→ **Problems and tasks**:
1. Repeat the passage of the Flamingo fishing thread starting with "## lpg (Sep" and going on through "where its at..", switching "snook" to "bonefish" everywhere it occurs.
2. Resume the Flamingo fishing thread after its last line and write what follows.

→ **Quoted passage**:

# Flamingo



## lpg (Sep 1, 2015)

Went out earlier this week and damn, I either suck at fishing now or the bite was tough out front. I did see a local guide catch a nice snook near me. 

Did not see a single redfish all day. Caught some nice trout, saw alot of tarpon rolling. While poling a murked up flat on an outgoing tide, spooked plenty of nice snook and worked the area hard but just couldnt get bit. Was throwing soft plastics around the edges of the potholes and then switched to a spoon hoping they would see it a little better, but nada.

FYI I only fished out front...maybe the backcountry is where its at..


----------



## lemaymiami (Feb 9, 2007)

Can't say I've heard one good thing about "out front" for weeks and weeks.... From my perspective we're headed for another dead zone - wish it weren't so. I normally fish the interior in fall, winter, and spring (I'm normally not out front until the end of May) so I'm only passing along second hand info - but it does come from fellow guides.....


----------



## sjrobin (Jul 13, 2015)

Thanks for the honest assessment gentlemen.


----------



## Net 30 (Mar 24, 2012)

→ **Data rows**:
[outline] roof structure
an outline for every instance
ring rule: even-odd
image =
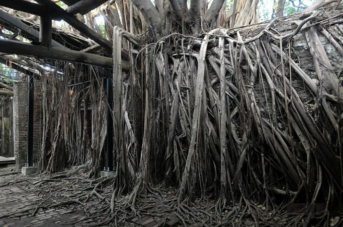
[[[41,72],[53,68],[51,59],[111,68],[111,42],[75,15],[86,13],[106,1],[62,1],[69,6],[66,10],[54,0],[0,1],[0,62],[28,75],[37,74],[38,66]],[[74,31],[61,27],[55,20],[63,20]],[[126,53],[122,55],[127,58]],[[123,70],[128,70],[128,64],[123,63]]]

→ **Responses for each task**:
1.
## lpg (Sep 1, 2015)

Went out earlier this week and damn, I either suck at fishing now or the bite was tough out front. I did see a local guide catch a nice bonefish near me. 

Did not see a single redfish all day. Caught some nice trout, saw alot of tarpon rolling. While poling a murked up flat on an outgoing tide, spooked plenty of nice bonefish and worked the area hard but just couldnt get bit. Was throwing soft plastics around the edges of the potholes and then switched to a spoon hoping they would see it a little better, but nada.

FYI I only fished out front...maybe the backcountry is where its at..

2.
lemaymiami said:


> Can't say I've heard one good thing about "out front" for weeks and weeks.... From my perspective we're headed for another dead zone - wish it weren't so. I normally fish the interior in fall, winter, and spring (I'm normally not out front until the end of May) so I'm only passing along second hand info - but it does come from fellow guides.....


Coming from Bob that is scary. 

Jesus...can this State get any more F'd up than it already is?


----------



## js555 (Aug 21, 2015)

Fished there the past few days, first time in almost a year... 
Talked to many that did not do so well, saw few fish, hooked less, and pretty much sad about this situation.
We all need to write our governor and demand that, this one of a kind habitat ( a national park none the less ) gets help and protection immediately... Mention to the governor that the fishing industry is a multi million tax revenue for the state... And let's hope the kooks in Tallahassee actually do something. Say something ! Do something ! It's takes no time to find his website and write something ! So do it ! 
God have mercy on us if we don't act !


----------



## jp08 (Feb 2, 2016)

I was out there yesterday also. The bite was definitely tough, much tougher than it was this time last year. Poled a couple of flats I am familiar with and didn't see much life. Found some rolling tarpon (small) but no takers. I only hooked into a handful of Jacks throwing soft plastics. They were fun to catch though.


----------



## EdK13 (Oct 3, 2013)

Net 30 said:


> Coming from Bob that is scary.
> 
> Jesus...can this State get any more F'd up than it already is?


Yep, it can, just wait till the population is 40 million.. Could not stand watching it.


----------



## lemaymiami (Feb 9, 2007)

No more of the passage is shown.